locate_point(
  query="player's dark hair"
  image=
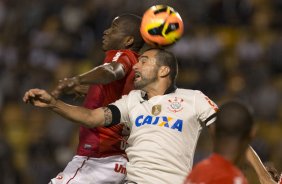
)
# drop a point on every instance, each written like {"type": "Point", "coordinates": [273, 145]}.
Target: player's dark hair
{"type": "Point", "coordinates": [132, 25]}
{"type": "Point", "coordinates": [234, 120]}
{"type": "Point", "coordinates": [167, 58]}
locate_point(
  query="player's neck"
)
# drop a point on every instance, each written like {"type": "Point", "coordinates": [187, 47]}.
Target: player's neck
{"type": "Point", "coordinates": [158, 88]}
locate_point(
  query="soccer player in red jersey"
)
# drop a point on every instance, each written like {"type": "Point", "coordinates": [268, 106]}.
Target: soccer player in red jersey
{"type": "Point", "coordinates": [233, 132]}
{"type": "Point", "coordinates": [100, 156]}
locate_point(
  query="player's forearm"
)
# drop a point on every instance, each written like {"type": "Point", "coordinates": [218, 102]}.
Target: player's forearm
{"type": "Point", "coordinates": [80, 115]}
{"type": "Point", "coordinates": [262, 173]}
{"type": "Point", "coordinates": [101, 75]}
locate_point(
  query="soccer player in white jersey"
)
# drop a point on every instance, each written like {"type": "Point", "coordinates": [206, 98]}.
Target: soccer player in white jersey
{"type": "Point", "coordinates": [165, 121]}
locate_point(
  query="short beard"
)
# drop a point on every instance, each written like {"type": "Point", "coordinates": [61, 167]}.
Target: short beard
{"type": "Point", "coordinates": [144, 82]}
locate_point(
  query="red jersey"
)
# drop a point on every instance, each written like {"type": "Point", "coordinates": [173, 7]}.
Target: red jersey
{"type": "Point", "coordinates": [103, 142]}
{"type": "Point", "coordinates": [215, 170]}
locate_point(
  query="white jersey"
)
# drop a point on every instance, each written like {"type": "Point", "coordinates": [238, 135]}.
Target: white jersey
{"type": "Point", "coordinates": [164, 133]}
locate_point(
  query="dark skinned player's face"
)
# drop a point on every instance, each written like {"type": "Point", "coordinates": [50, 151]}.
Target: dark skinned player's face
{"type": "Point", "coordinates": [114, 36]}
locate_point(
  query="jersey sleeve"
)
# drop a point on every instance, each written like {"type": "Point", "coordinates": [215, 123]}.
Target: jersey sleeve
{"type": "Point", "coordinates": [205, 108]}
{"type": "Point", "coordinates": [122, 108]}
{"type": "Point", "coordinates": [124, 59]}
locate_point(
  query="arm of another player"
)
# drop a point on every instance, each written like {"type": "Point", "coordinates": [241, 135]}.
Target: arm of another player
{"type": "Point", "coordinates": [102, 74]}
{"type": "Point", "coordinates": [264, 176]}
{"type": "Point", "coordinates": [89, 118]}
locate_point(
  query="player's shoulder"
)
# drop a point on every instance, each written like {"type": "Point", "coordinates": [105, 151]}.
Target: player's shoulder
{"type": "Point", "coordinates": [122, 52]}
{"type": "Point", "coordinates": [190, 92]}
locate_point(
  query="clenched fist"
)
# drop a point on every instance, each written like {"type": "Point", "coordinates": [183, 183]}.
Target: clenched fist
{"type": "Point", "coordinates": [39, 98]}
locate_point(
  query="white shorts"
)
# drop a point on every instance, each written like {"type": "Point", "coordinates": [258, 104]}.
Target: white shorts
{"type": "Point", "coordinates": [88, 170]}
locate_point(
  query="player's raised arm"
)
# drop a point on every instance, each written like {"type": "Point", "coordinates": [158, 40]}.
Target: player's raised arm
{"type": "Point", "coordinates": [89, 118]}
{"type": "Point", "coordinates": [102, 74]}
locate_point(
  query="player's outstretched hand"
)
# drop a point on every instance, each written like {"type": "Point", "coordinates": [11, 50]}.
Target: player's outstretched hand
{"type": "Point", "coordinates": [39, 98]}
{"type": "Point", "coordinates": [66, 85]}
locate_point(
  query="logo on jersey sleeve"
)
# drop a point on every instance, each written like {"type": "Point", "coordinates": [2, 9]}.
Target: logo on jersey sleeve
{"type": "Point", "coordinates": [212, 104]}
{"type": "Point", "coordinates": [160, 121]}
{"type": "Point", "coordinates": [156, 109]}
{"type": "Point", "coordinates": [175, 104]}
{"type": "Point", "coordinates": [115, 58]}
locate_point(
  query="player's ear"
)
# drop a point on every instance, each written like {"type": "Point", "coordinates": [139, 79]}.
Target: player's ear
{"type": "Point", "coordinates": [164, 71]}
{"type": "Point", "coordinates": [128, 41]}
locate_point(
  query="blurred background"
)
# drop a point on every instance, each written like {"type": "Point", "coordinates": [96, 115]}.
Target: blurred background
{"type": "Point", "coordinates": [230, 49]}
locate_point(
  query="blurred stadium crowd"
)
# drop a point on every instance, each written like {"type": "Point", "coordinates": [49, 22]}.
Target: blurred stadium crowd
{"type": "Point", "coordinates": [230, 49]}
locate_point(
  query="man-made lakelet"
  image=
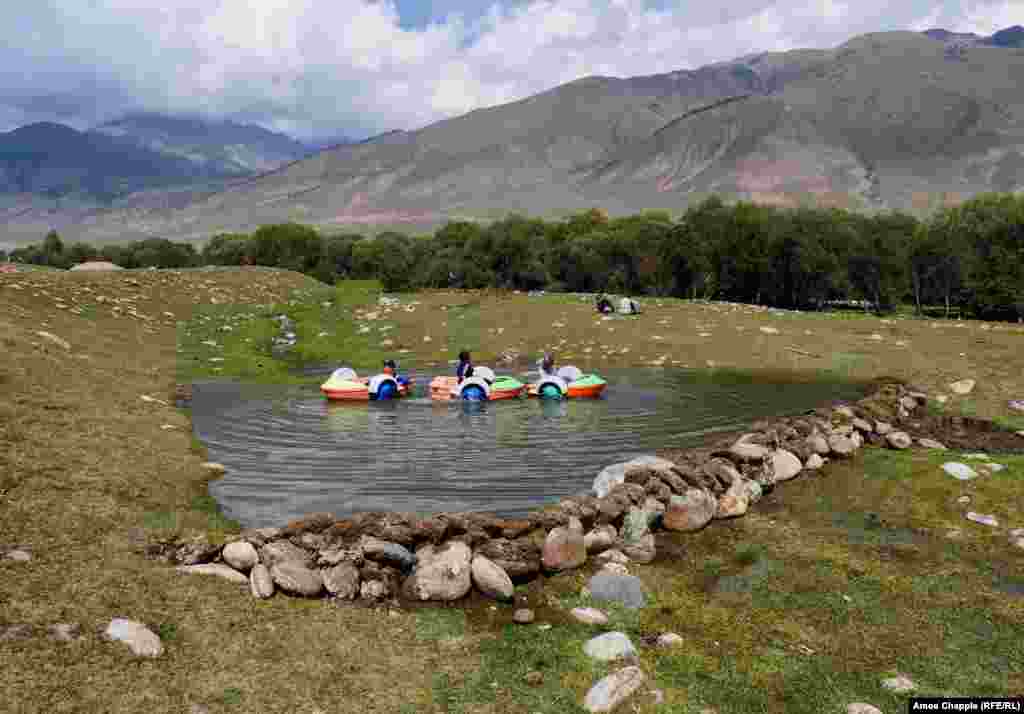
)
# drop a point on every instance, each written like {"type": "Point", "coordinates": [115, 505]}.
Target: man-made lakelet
{"type": "Point", "coordinates": [289, 453]}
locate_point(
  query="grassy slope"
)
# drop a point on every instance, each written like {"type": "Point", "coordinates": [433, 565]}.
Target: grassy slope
{"type": "Point", "coordinates": [88, 473]}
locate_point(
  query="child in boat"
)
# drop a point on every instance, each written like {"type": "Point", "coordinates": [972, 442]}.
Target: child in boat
{"type": "Point", "coordinates": [546, 366]}
{"type": "Point", "coordinates": [465, 370]}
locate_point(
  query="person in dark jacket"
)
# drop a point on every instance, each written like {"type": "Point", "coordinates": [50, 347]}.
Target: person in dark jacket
{"type": "Point", "coordinates": [465, 370]}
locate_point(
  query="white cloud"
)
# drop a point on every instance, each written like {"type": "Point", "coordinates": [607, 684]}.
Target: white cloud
{"type": "Point", "coordinates": [350, 64]}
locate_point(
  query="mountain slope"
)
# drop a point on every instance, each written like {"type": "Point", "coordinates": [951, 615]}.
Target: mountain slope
{"type": "Point", "coordinates": [887, 120]}
{"type": "Point", "coordinates": [220, 148]}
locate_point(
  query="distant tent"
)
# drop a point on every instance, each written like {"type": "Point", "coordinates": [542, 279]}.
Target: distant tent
{"type": "Point", "coordinates": [96, 265]}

■ ■ ■ ■ ■ ■ ■

▶ [Problem]:
Pictures aside, restate the entries word for word.

▶ [Answer to the exercise]:
locate_point(
  query="player's dark hair"
  image=
)
# drop a point on every instance, each written like {"type": "Point", "coordinates": [273, 145]}.
Target: player's dark hair
{"type": "Point", "coordinates": [132, 25]}
{"type": "Point", "coordinates": [234, 120]}
{"type": "Point", "coordinates": [167, 58]}
locate_point(
  query="player's neck"
)
# drop a point on every instance, each written like {"type": "Point", "coordinates": [187, 47]}.
Target: player's neck
{"type": "Point", "coordinates": [158, 88]}
locate_point(
  query="soccer player in red jersey"
)
# drop a point on every instance, each written like {"type": "Point", "coordinates": [268, 106]}.
Target: soccer player in red jersey
{"type": "Point", "coordinates": [233, 132]}
{"type": "Point", "coordinates": [100, 156]}
locate_point(
  query="player's forearm"
)
# drop a point on every instance, each written like {"type": "Point", "coordinates": [218, 102]}.
Target: player's forearm
{"type": "Point", "coordinates": [80, 115]}
{"type": "Point", "coordinates": [262, 173]}
{"type": "Point", "coordinates": [101, 75]}
locate_point(
  query="soccer player in white jersey"
)
# drop a point on every instance, each written like {"type": "Point", "coordinates": [206, 98]}.
Target: soccer player in white jersey
{"type": "Point", "coordinates": [165, 121]}
locate_point(
  query="short beard"
)
# drop a point on every instance, each written like {"type": "Point", "coordinates": [61, 167]}.
Target: short beard
{"type": "Point", "coordinates": [144, 82]}
locate_point(
  query="red jersey"
)
# drop a point on every instance, each written like {"type": "Point", "coordinates": [173, 7]}.
Target: red jersey
{"type": "Point", "coordinates": [103, 142]}
{"type": "Point", "coordinates": [215, 170]}
locate_point(
  query="white jersey"
)
# drop a point on every instance, each written like {"type": "Point", "coordinates": [238, 135]}.
Target: white jersey
{"type": "Point", "coordinates": [164, 133]}
locate_point(
  query="dark skinned player's face"
)
# drop a point on every instance, each written like {"type": "Point", "coordinates": [50, 151]}.
Target: dark skinned player's face
{"type": "Point", "coordinates": [114, 36]}
locate_point(
  query="jersey sleeve"
)
# drop a point on every instance, each written like {"type": "Point", "coordinates": [215, 123]}.
Target: jersey sleeve
{"type": "Point", "coordinates": [205, 108]}
{"type": "Point", "coordinates": [122, 108]}
{"type": "Point", "coordinates": [124, 59]}
locate_point(
  query="arm of another player"
)
# drop a point on every instance, each written like {"type": "Point", "coordinates": [241, 135]}.
Target: arm of another player
{"type": "Point", "coordinates": [102, 74]}
{"type": "Point", "coordinates": [264, 176]}
{"type": "Point", "coordinates": [89, 118]}
locate_point(
  query="player's shoulder"
)
# drop a point on every instance, each written like {"type": "Point", "coordinates": [105, 151]}.
Target: player's shoulder
{"type": "Point", "coordinates": [122, 52]}
{"type": "Point", "coordinates": [190, 92]}
locate_point(
  query="clenched fist"
)
# drop a point on every instance, each written like {"type": "Point", "coordinates": [183, 183]}.
Target: clenched fist
{"type": "Point", "coordinates": [39, 98]}
locate_point(
  query="white shorts"
)
# drop a point on every instance, each written like {"type": "Point", "coordinates": [258, 104]}.
Target: white shorts
{"type": "Point", "coordinates": [88, 170]}
locate_point(
  query="player's raised arm"
)
# drop a point on every instance, each written like {"type": "Point", "coordinates": [158, 40]}.
Target: player's raised arm
{"type": "Point", "coordinates": [89, 118]}
{"type": "Point", "coordinates": [102, 74]}
locate_point(
  query="player's outstretched hand"
)
# drop a point on every instance, each written like {"type": "Point", "coordinates": [11, 50]}.
Target: player's outstretched hand
{"type": "Point", "coordinates": [39, 98]}
{"type": "Point", "coordinates": [66, 85]}
locate_point(
  query="logo on jersey sleeve"
)
# drop a point on every instance, each written like {"type": "Point", "coordinates": [2, 9]}.
Target: logo on jersey sleeve
{"type": "Point", "coordinates": [212, 104]}
{"type": "Point", "coordinates": [160, 121]}
{"type": "Point", "coordinates": [156, 109]}
{"type": "Point", "coordinates": [175, 104]}
{"type": "Point", "coordinates": [115, 58]}
locate_point(
  query="player's ear"
)
# drop a point on every instance, each written like {"type": "Point", "coordinates": [139, 79]}.
Target: player's ear
{"type": "Point", "coordinates": [164, 71]}
{"type": "Point", "coordinates": [128, 41]}
locate_point(
  query="blurred background"
)
# drop a point on every instance, each written like {"type": "Point", "coordinates": [96, 115]}.
Target: blurred background
{"type": "Point", "coordinates": [230, 49]}
locate_point(
  query="blurred stadium crowd"
)
# drop a point on every instance, each written like {"type": "Point", "coordinates": [49, 22]}.
Target: blurred stadium crowd
{"type": "Point", "coordinates": [230, 49]}
locate_point(
  query="man-made lakelet"
  image=
)
# drop a point on every instance, each written like {"type": "Point", "coordinates": [115, 505]}.
Target: man-made lakelet
{"type": "Point", "coordinates": [289, 453]}
locate_point(
  query="grassy slope"
)
# drop a point on every instance, each written like {"type": "Point", "coordinates": [433, 565]}.
Target: grassy slope
{"type": "Point", "coordinates": [88, 473]}
locate_point(
  query="child in boat"
)
# drop a point on every instance, each written like {"type": "Point", "coordinates": [972, 442]}.
Target: child in boat
{"type": "Point", "coordinates": [546, 366]}
{"type": "Point", "coordinates": [465, 370]}
locate_point(
  query="person in dark jacket"
)
# drop a point on every instance, each written like {"type": "Point", "coordinates": [50, 347]}.
Target: person in dark jacket
{"type": "Point", "coordinates": [465, 370]}
locate_point(
  query="white cloud"
)
# drop a point on every instance, each written like {"type": "Point", "coordinates": [607, 684]}.
Target: white cloud
{"type": "Point", "coordinates": [350, 64]}
locate_point(
  query="mountain slope"
)
# drop a point on every instance, each written like {"type": "Point", "coordinates": [951, 615]}.
Target: mountain slope
{"type": "Point", "coordinates": [887, 120]}
{"type": "Point", "coordinates": [220, 148]}
locate_point(
  query="distant tent"
)
# drop a point on every instance, each written like {"type": "Point", "coordinates": [542, 279]}.
Target: distant tent
{"type": "Point", "coordinates": [96, 265]}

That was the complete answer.